→ **INPUT DATA**
^^^^^^^^

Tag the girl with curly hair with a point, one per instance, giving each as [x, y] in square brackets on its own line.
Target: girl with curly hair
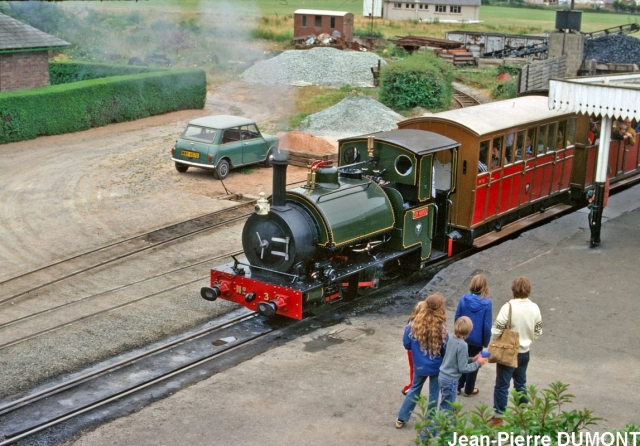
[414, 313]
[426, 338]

^^^^^^^^

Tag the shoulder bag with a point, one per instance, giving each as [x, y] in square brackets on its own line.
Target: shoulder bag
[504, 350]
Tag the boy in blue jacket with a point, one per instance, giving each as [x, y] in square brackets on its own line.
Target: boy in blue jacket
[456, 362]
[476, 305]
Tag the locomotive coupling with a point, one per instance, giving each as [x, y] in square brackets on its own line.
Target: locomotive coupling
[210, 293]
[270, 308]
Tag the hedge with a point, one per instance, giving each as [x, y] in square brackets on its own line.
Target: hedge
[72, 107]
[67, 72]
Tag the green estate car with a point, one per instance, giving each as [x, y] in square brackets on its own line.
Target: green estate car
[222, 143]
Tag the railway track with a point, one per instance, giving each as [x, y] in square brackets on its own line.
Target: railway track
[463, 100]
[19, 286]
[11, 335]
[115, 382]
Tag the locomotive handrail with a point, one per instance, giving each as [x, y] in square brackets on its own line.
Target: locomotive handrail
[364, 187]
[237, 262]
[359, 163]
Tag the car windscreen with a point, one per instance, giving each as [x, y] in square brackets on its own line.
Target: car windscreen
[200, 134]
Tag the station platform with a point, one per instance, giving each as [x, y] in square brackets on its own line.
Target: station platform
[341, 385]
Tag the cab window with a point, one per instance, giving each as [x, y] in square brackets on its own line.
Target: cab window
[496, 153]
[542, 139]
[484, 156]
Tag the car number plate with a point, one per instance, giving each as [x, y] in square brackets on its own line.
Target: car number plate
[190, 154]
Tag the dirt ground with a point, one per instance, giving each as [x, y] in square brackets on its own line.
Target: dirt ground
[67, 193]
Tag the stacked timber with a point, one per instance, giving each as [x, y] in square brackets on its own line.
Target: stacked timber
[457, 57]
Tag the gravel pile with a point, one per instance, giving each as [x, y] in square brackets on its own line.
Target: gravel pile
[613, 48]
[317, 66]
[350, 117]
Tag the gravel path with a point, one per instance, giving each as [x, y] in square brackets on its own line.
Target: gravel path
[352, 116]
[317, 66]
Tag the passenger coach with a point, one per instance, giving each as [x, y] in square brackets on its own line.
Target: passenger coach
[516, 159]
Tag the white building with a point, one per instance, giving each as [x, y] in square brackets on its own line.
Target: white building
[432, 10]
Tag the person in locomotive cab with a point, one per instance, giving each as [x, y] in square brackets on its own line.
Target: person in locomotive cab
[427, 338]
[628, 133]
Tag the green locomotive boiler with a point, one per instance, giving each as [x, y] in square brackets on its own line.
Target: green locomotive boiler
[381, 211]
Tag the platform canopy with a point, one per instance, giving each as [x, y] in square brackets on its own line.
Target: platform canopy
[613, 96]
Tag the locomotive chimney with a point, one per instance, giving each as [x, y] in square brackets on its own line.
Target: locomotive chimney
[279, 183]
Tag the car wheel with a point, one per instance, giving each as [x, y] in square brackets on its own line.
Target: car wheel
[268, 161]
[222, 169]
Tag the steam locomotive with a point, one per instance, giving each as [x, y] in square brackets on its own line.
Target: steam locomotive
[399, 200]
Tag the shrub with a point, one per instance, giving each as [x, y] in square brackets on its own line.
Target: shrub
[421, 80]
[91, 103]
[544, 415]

^^^^^^^^

→ **ACTIVITY**
Look above for the line with "Target: car number plate" and the line with "Tag the gravel pile". Write out those two lines and all the lines between them, exactly, and no others.

→ **SOLUTION TO THIS PROBLEM**
Target: car number plate
[190, 154]
Tag the dirt ground with a point, one per instance, giving each as [x, y] in square brackets on its own line.
Target: dirt ground
[67, 193]
Tag the stacked timber with a point, one per instance, giving each as [x, y] in square brackets on its own line.
Target: stacked timber
[457, 57]
Tag the gravel pile with a point, one per instance, giving each as [x, y] in square brackets on its own line.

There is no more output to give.